<<<<
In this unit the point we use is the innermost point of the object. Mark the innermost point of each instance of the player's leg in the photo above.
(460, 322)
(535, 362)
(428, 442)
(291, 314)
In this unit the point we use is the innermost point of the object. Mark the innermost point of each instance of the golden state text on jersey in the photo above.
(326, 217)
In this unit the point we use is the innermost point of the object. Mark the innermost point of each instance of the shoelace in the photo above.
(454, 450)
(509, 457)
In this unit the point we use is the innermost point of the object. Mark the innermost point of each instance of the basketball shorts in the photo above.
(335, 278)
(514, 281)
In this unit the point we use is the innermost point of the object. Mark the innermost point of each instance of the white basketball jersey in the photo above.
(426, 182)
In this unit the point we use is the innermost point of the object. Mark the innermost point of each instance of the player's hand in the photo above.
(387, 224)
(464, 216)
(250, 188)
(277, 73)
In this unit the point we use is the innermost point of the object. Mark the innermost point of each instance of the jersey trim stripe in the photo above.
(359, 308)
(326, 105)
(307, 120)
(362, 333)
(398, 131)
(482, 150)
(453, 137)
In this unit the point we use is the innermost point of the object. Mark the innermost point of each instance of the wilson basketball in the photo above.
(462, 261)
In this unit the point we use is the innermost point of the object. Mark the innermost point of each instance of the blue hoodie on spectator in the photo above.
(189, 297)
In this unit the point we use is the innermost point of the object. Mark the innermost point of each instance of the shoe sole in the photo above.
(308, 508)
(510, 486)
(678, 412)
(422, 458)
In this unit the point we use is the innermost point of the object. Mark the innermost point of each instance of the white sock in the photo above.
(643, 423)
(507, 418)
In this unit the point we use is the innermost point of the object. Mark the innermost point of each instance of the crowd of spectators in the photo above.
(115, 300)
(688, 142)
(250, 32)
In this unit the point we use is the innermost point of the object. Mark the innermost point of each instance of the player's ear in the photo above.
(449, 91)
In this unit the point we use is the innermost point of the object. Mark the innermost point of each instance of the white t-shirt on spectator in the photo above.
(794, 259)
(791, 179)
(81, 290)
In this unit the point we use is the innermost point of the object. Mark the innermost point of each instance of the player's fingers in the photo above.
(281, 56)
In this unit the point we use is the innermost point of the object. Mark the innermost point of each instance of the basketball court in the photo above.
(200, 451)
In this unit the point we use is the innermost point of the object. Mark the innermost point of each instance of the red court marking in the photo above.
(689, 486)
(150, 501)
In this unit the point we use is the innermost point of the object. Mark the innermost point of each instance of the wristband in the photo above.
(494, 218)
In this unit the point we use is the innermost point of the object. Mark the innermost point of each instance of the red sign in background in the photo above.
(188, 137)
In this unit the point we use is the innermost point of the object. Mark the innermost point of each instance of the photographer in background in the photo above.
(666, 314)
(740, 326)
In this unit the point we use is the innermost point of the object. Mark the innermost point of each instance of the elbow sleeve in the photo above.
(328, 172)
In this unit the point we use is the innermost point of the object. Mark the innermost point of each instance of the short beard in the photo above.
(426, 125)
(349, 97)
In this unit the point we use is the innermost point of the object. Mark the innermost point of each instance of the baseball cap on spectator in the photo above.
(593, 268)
>>>>
[YOUR INSTRUCTIONS] Restate the records above word for word.

[RESULT FOR THIS EXERCISE]
In this unit the point we use is the innermost point of the object. Mark the innermost point of each instance of the player's leg in the photo above.
(460, 322)
(535, 362)
(428, 442)
(291, 314)
In this unit the point we use is the innermost point of the object. Mark the innermost point of each instance of the golden state text on jersey in the photo above.
(326, 217)
In this unit the point we use is the innermost point of the object. Mark the innermost point of each instance of the shoelace in the photo above.
(454, 450)
(509, 457)
In this unit the point we use is the innermost point of the object. Mark the innermost point of each instance of the basketball shorts in the photo above.
(335, 278)
(514, 281)
In this unit the point we use is the innermost point of the object. Mark the innermost point of each instance of the white basketball jersey in the photo above.
(426, 182)
In this unit the point we use is the innermost point of the object. Mark the innermost point of each instance of the player's hand in the photo above.
(387, 224)
(464, 216)
(250, 188)
(277, 73)
In this unit the point we use is the innermost point of the object. Mark the innermost point of each instance of the jersey trim stripe in the photo above.
(359, 308)
(326, 105)
(307, 120)
(362, 333)
(398, 131)
(482, 150)
(453, 137)
In this unit the point we use is the innermost point of the object. Mark the innermost point of each instance of the wilson basketball in the photo above.
(462, 261)
In this unit the point we use is the innermost point of the object. Mark the innermost point of each instance of the blue hoodie on spectator in the photo above.
(189, 297)
In this unit the point we use is the innermost point of the object. Mark the innermost point of each instance of the shoe sole in the photo above.
(308, 508)
(510, 486)
(678, 412)
(422, 458)
In this unit the point we use is the innermost point of the object. Mark the innermost point of each instance of the white sock in the photo above.
(643, 423)
(507, 418)
In this unit the point we use is the innermost point of the object. Mark the innermost point of each instance of the crowd of spectators in the photo above.
(115, 300)
(688, 142)
(250, 32)
In this unit the point we use is the innermost point of the object. Mark the innermost point of each instance of the player's ear in the photo above.
(449, 91)
In this unit the point we use is the innermost point of the object. Mark the innermost point of each instance of the white t-shirt on spectator in the photo above.
(794, 259)
(791, 179)
(81, 290)
In this unit the point we use is the innermost point of the object. Mark the innermost point of each instance of the player's fingers in the photo above.
(281, 56)
In this unit the point we use is the innermost point of the object. Mark the innermost point of each instance of the basketball court in the photo above.
(200, 451)
In this unit the point we use is the innermost point of the object. Mark the innermost point of each instance of the red court marking in the photo above.
(689, 486)
(150, 501)
In this unit the point we use is the innermost point of the object. Mark the innermost point of each instance of the wristband in the photo above.
(494, 218)
In this unit the point we use is the innermost point of the object. Mark the innermost point of each instance of the red sign in background in the photo above.
(188, 137)
In this unit the point we use is the innermost point of the object. Mark the innermost point of each instance of the photographer in background in the photo above.
(666, 314)
(740, 326)
In this unit the point we use is the innermost point of the object. Mark the innermost point of each instance of the elbow sleeve in the photo above.
(328, 172)
In this unit the point we use is the innermost point of the object. Mark the innermost point of each instance of the short beard in the photo above.
(426, 125)
(349, 97)
In this unit the point we use is the innermost point of the object. Mark the innermost point of each instance of the baseball cap on spectator in the photo above.
(593, 268)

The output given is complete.